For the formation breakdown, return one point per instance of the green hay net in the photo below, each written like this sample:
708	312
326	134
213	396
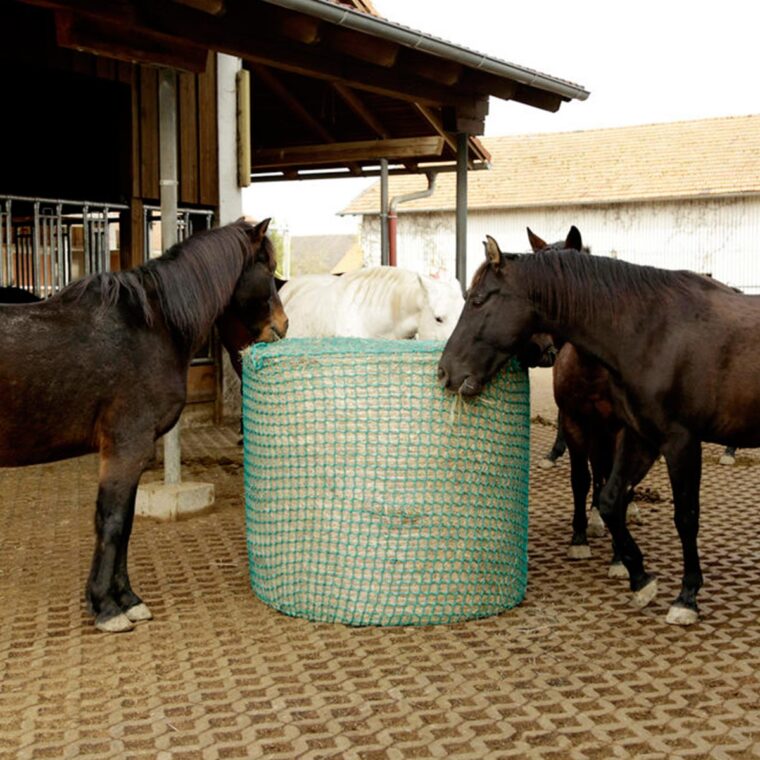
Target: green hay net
372	496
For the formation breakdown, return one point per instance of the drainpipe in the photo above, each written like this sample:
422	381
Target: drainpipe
393	218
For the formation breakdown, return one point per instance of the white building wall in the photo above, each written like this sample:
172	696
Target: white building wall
718	237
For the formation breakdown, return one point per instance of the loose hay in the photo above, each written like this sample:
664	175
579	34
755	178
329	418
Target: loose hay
372	497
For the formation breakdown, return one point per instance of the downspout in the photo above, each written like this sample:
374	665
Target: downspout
393	218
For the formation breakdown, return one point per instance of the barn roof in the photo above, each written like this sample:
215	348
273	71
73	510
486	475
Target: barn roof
335	88
678	160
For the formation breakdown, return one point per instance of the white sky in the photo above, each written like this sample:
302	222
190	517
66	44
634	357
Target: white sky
642	61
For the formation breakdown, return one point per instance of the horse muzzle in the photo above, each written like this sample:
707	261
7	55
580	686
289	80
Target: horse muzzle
470	386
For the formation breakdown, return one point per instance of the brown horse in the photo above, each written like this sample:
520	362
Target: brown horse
102	366
679	349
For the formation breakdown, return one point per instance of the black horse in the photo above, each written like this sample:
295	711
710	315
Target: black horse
679	348
102	366
586	426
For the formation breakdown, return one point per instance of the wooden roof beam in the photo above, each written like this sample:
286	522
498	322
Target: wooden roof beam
341	153
429	67
365	48
354	102
295	107
212	7
436	122
236	35
125	44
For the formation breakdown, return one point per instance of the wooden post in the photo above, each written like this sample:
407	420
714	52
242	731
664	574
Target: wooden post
168	184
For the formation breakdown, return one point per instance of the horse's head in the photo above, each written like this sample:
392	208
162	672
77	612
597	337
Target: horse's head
573	242
497	322
255	309
442	304
541	350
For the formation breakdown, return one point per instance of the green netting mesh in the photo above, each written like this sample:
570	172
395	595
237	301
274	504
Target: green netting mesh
374	497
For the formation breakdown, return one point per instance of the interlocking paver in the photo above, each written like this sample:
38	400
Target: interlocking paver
573	672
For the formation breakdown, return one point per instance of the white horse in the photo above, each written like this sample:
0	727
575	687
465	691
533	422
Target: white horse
378	302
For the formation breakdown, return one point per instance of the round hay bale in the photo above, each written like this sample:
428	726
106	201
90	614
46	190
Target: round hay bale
372	496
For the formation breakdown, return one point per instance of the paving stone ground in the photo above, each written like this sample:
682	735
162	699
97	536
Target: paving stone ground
573	672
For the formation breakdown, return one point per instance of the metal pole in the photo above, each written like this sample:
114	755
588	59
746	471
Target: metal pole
167	109
461	222
384	245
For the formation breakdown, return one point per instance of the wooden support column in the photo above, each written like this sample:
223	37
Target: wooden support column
384	245
461	211
168	185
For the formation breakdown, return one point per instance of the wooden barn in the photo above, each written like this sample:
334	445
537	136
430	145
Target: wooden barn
682	195
260	90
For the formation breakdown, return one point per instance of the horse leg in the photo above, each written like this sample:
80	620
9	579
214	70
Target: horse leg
626	466
600	457
110	598
580	480
640	461
684	459
558	448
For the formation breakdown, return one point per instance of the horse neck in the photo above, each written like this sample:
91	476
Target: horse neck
195	283
581	312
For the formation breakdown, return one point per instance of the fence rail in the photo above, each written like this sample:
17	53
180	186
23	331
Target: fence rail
47	243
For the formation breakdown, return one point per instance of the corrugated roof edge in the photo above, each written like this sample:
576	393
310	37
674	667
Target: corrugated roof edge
402	35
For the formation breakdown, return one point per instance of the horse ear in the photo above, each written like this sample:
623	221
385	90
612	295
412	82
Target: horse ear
493	252
257	231
573	240
536	243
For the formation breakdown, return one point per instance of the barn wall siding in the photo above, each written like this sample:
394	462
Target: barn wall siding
717	237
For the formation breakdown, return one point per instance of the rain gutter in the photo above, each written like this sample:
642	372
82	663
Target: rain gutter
401	35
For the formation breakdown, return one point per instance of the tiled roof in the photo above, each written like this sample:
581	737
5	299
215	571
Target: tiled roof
677	160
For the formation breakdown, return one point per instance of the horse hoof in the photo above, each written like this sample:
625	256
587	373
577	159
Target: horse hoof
678	615
644	595
617	570
579	551
595	524
115	624
138	613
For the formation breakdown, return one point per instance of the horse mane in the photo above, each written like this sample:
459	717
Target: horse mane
582	285
192	282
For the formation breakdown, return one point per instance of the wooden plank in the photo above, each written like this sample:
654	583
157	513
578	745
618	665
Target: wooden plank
354	102
243	119
149	133
361	46
207	136
213	7
133	249
135	124
365	150
188	139
111	40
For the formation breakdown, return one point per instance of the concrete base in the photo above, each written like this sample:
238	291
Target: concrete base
163	501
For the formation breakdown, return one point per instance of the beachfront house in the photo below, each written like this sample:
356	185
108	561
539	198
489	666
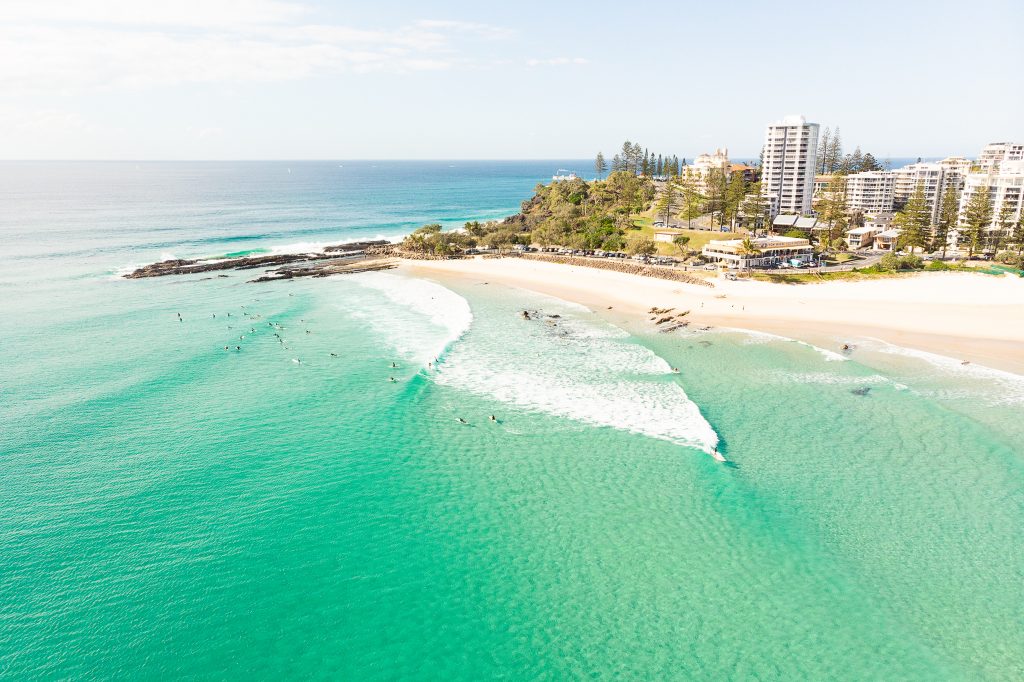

++++++++

**WORK TO BE COMPLETED**
Return every line of the listing above that contains the word "ground".

**OUTPUT OF THE EXERCISE**
For the formation breakdown, return one point per instance of the paving stone ground in the photo above, each written like this sample:
Target: paving stone ground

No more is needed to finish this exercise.